Trecho selecionado >>
========

Atribuir o retrocesso eclesiológico que vivemos aos papas anteriores a Francisco podeeximir dessa responsabilidade atores bem mais próximos e diretos. Se bispos, padres e grupos católicos, mesmo alguns de postura pastoral considerada aberta, não estivessem imbuídos de uma cultura religiosa tributária da Cristandade, dificilmente, as autoridades romanas e seus embaixadores teriam tido tanto êxito em sua missão de dar ao mundo a impressão de que o Concílio Vaticano II nunca existiu.

Atualmente, mesmo em dioceses, nas quais até 40 ou 30 anos, a missão era na linha do Cristianismo de Libertação, mesmo quando os bispos se mostram abertos e solidários ao serviço do povo, são padres, diáconos e grupos de fieis que optam por um Catolicismo puramente devocional e cada vez mais romanocêntrico. No campo ecumênico, o próprio Conselho Ecumênico de Igrejas Cristãs (CONIC) parece inclinar-se para um ecumenismo eclesiástico e clerical que demite a secretária geral por ter tido coragem de assumir as causas feministas e inserir a atividade ecumênica no mundo real dos oprimidos e das oprimidas desse mundo.

========

(Registros do conjunto de dados)
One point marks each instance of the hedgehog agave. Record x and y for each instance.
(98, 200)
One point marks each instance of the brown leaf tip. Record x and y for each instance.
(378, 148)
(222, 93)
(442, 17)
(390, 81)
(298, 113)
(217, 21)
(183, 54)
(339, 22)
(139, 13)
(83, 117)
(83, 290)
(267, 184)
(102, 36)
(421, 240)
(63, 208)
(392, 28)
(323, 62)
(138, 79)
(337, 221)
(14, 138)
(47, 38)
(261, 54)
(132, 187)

========

Tarefas do exercício >>
A: Enumere os grupos que, segundo o texto sobre o retrocesso eclesiológico, optam atualmente por um Catolicismo puramente devocional e cada vez mais romanocêntrico.
B: Resuma o texto sobre o retrocesso eclesiológico em duas frases.
C: Retome o texto sobre o retrocesso eclesiológico a partir do ponto em que ele termina.

Resultados do exercício >>
A: Padres; diáconos; grupos de fiéis.

B: Atribuir o retrocesso eclesiológico aos papas anteriores a Francisco pode isentar de responsabilidade atores mais próximos, como bispos, padres e grupos católicos imbuídos de uma cultura religiosa tributária da Cristandade. Hoje, mesmo em dioceses antes alinhadas ao Cristianismo de Libertação, padres, diáconos e fiéis optam por um Catolicismo devocional e romanocêntrico, e o CONIC parece inclinar-se para um ecumenismo eclesiástico e clerical, tendo demitido a secretária geral por assumir as causas feministas.

C:
Convido vocês para tentarmos compreender esse fenômeno que é complexo em suas motivações e em suas expressões, mas se caracteriza por ensaiar o que seria uma volta à eclesiologia de Cristandade.

Ao propor essa reflexão, me coloco como “irmão e companheiro de vocês na tribulação, (no momento atual do mundo é o que não nos falta), no reino (esperança de vermos se realizar o projeto divino no mundo) e na perseverança em Jesus” (Apoc 1, 9)

1 – A Cristandade morreu, mas continua referência eclesial

Em julho de 2025, se realizou na PUC, em Belo Horizonte, o 40º Congresso da Sociedade de Teologia e Ciências da Religião (SOTER). Na manhã do penúltimo dia, dom Joaquim Mol, bispo coadjutor da diocese de Santos e a querida professora Maria Clara Bingemer falaram sobre os 60 anos do Concílio Vaticano II e sua herança para a teologia de nossos dias. Dom Mol e Maria Clara mostraram as imensas transformações que os documentos do Vaticano II e suas intuições teológicas e pastorais trouxeram para a Igreja Católica e outras Igrejas.

Logo no início de sua fala, o bispo citou o papa Francisco, ao afirmar: “Não estamos mais na cristandade. Não mais!”[2]. Dom Mol prosseguiu: “A Cristandade terminou, mesmo que alguns insistam, amarga e desnorteadamente, em reavivá-la, como se tenta reanimar um defunto em putrefação[3].

A Cristandade como religião civil pode estar superada, embora no Brasil, a própria Conferência Nacional dos Bispos do Brasil (CNBB) se engaja em defender documentos como a Concordata[4], conforme o qual, a hierarquia católicase sente com o direito de gozar de alguns privilégios, em áreas importantes como educação, isenção de impostos e outras regalias.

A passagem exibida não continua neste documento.